Toujours dans l’ordre de l’exploitation des atouts du numérique, combien d’agences ont-elles des sites véritablement différenciants, informatifs, ergonomiques, agréables ? Combien sont-elles à recourir au suivi de la clientèle grâce au smartphone par exemple ? Combien ont associé aux annonces des visites virtuelles des biens ou un logiciel de préfiguration et de simulation de travaux ? Le succès du seul salon dédié à l’utilisation des nouvelles technologies par les agences – RENT, Real Estate and New Technologies – mais également des ateliers consacrés à ces sujets lors des congrès, témoigne que le retard est en voie de se combler, indice supplémentaire que le numérique, naguère média parmi d’autres, a acquis le statut de référent.

• **EXERCICE**
Dans le texte fourni ci-dessus, relevez tous les adjectifs qui qualifient les sites des agences.

• **DONNÉES FOURNIES**
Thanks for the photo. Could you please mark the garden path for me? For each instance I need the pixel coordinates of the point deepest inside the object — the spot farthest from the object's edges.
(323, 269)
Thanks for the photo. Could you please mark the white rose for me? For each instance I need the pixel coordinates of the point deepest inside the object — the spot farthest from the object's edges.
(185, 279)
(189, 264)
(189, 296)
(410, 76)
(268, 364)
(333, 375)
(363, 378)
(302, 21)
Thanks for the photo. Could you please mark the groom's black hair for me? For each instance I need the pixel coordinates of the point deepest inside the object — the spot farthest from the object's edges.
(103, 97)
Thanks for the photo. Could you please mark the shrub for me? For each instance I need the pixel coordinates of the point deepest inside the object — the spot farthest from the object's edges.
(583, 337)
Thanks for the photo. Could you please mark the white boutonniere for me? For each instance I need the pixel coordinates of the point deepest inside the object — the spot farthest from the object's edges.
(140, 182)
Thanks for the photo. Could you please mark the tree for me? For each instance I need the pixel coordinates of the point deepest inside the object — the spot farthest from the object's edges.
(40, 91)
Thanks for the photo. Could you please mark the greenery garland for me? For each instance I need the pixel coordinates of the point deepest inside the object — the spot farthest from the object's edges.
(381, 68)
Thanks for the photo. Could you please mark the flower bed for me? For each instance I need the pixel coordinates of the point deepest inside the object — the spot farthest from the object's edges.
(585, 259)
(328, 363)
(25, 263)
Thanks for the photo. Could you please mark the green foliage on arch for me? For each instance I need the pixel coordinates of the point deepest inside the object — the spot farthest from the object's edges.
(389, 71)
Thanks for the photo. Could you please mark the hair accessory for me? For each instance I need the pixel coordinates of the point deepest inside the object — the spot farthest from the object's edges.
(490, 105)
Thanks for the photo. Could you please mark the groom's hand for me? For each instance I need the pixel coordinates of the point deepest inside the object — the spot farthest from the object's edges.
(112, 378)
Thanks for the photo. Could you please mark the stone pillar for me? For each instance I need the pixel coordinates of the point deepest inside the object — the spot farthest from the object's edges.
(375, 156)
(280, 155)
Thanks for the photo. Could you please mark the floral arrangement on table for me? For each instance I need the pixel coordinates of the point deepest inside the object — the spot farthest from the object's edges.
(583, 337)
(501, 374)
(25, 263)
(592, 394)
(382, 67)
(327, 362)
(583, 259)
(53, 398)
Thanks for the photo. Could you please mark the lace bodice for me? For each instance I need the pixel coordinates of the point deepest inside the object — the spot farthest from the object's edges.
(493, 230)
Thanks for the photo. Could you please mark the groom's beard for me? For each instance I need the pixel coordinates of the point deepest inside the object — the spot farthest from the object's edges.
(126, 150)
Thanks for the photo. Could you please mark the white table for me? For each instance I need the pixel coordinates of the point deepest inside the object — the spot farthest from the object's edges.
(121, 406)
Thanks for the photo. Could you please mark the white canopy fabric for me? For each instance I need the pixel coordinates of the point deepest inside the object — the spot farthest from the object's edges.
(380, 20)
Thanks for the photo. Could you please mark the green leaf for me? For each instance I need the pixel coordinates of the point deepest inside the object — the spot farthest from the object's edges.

• **RÉPONSE PROPOSÉE**
différenciants, informatifs, ergonomiques, agréables